THE PROBLEM -
How many lines in the records below contain the word "cabin"? Reply with the number alone.

INPUT FOR THIS TASK -

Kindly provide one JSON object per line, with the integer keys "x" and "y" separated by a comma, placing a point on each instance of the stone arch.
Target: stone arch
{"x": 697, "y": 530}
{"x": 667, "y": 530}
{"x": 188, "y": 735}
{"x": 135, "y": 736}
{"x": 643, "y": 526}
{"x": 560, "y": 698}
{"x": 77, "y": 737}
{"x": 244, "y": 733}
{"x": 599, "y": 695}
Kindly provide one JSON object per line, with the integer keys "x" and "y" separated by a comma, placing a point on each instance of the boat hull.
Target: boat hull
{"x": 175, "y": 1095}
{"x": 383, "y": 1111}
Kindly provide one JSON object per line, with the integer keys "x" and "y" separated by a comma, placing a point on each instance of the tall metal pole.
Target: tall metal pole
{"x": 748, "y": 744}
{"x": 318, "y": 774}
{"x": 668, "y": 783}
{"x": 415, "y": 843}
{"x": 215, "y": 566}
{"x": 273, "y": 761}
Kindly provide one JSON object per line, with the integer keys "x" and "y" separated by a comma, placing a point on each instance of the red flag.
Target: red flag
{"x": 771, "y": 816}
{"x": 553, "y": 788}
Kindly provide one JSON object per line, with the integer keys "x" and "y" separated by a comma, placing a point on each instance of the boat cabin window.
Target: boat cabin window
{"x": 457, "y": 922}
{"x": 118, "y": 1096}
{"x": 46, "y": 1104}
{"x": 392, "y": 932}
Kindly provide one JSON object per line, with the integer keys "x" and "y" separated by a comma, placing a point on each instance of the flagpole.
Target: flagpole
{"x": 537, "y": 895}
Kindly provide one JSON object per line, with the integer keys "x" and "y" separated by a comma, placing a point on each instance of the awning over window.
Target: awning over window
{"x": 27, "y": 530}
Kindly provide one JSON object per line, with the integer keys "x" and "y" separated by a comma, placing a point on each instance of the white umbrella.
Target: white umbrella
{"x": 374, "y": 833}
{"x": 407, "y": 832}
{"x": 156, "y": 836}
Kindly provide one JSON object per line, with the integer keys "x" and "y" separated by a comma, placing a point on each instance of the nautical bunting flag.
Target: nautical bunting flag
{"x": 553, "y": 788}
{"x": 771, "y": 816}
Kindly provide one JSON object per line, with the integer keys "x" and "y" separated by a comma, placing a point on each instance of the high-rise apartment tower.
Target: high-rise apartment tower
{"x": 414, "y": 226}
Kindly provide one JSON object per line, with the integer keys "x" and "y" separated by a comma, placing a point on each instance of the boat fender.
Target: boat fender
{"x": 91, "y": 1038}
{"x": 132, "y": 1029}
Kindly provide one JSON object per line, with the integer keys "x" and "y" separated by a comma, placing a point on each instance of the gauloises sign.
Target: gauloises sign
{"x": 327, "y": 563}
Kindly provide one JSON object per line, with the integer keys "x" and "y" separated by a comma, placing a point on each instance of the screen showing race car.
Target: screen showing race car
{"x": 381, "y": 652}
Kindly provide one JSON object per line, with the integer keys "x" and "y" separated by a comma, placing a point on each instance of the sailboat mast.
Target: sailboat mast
==
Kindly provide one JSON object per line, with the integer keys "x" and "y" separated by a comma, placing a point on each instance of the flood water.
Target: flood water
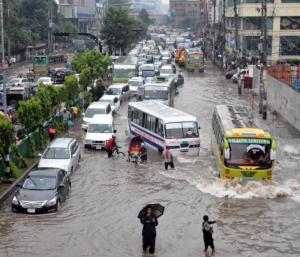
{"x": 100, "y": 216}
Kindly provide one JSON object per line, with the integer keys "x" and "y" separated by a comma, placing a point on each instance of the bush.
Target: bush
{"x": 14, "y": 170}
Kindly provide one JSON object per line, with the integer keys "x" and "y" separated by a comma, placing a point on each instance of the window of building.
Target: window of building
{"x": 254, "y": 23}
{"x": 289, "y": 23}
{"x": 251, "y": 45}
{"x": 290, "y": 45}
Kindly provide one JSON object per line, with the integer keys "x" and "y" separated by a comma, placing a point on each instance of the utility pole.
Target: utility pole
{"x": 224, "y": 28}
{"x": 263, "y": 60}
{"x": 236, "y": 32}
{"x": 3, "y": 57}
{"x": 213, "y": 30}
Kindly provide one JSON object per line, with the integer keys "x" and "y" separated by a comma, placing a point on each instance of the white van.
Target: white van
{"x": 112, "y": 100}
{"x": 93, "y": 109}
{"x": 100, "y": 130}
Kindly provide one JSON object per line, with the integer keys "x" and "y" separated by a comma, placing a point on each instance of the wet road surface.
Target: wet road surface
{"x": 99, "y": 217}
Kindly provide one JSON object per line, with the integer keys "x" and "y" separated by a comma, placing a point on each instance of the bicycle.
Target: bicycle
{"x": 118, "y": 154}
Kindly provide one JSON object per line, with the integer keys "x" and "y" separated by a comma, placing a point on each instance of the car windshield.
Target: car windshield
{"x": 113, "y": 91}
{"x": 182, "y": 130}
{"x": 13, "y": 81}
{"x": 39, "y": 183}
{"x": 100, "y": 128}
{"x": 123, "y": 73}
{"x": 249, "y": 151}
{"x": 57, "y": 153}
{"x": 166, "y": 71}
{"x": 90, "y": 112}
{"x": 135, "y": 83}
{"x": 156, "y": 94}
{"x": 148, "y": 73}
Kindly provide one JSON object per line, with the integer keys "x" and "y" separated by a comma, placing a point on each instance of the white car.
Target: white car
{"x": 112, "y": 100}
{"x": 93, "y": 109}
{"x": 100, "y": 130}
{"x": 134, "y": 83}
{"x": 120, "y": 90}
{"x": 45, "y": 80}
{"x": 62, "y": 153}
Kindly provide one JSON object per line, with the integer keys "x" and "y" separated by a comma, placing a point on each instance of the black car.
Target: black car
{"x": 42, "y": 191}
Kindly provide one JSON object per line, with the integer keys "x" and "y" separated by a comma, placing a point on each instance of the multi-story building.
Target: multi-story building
---
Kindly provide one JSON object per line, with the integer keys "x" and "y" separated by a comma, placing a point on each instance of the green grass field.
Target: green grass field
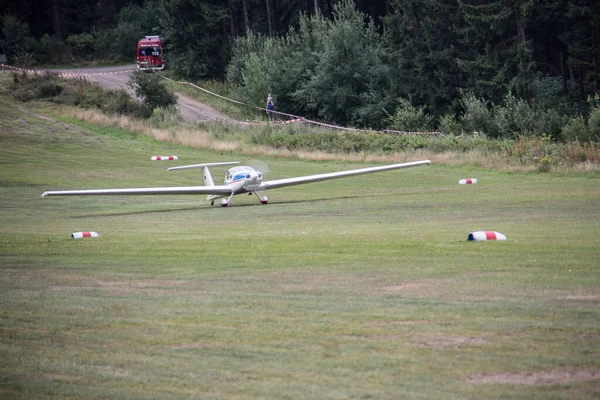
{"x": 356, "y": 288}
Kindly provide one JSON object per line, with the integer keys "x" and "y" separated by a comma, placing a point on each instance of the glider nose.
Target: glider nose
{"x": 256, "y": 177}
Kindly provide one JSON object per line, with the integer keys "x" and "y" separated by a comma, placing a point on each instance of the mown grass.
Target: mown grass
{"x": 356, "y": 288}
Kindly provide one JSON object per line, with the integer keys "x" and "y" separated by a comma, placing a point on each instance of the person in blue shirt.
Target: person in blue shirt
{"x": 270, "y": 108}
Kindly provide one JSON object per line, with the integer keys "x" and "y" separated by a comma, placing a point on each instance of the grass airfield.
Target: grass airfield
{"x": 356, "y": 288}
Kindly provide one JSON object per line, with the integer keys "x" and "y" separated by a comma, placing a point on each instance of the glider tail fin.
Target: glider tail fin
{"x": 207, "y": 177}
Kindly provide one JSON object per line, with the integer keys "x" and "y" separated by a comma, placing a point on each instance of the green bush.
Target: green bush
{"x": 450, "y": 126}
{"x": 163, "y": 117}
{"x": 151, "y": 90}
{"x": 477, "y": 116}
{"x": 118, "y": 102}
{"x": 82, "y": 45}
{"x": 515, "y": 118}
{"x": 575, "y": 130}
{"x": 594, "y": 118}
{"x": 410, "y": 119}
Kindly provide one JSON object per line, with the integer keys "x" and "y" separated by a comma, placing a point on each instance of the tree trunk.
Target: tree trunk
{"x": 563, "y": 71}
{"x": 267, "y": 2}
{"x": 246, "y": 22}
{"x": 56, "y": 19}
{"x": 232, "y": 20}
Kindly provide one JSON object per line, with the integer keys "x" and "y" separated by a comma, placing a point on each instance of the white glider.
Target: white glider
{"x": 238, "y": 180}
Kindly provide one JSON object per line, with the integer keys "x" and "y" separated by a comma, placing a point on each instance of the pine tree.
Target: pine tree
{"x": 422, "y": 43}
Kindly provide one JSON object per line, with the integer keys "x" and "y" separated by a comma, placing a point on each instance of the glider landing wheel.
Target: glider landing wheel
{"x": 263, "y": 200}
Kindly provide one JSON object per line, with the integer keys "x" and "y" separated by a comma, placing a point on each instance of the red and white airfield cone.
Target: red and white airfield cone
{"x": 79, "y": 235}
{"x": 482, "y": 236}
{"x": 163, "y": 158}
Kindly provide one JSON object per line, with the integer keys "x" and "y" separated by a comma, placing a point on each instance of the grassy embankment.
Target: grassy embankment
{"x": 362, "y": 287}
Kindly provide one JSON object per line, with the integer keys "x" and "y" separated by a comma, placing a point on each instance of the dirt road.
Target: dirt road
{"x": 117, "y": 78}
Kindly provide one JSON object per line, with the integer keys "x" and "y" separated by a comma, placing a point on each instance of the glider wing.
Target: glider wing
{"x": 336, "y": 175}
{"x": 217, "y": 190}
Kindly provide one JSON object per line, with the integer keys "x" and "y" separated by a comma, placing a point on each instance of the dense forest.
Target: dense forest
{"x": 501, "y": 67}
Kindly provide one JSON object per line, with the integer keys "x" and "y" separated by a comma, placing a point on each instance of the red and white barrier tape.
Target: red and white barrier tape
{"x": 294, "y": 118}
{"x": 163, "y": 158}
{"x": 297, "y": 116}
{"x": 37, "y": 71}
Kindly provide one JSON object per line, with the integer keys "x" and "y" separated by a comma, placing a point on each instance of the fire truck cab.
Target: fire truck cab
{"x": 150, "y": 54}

TASK OUTPUT -
2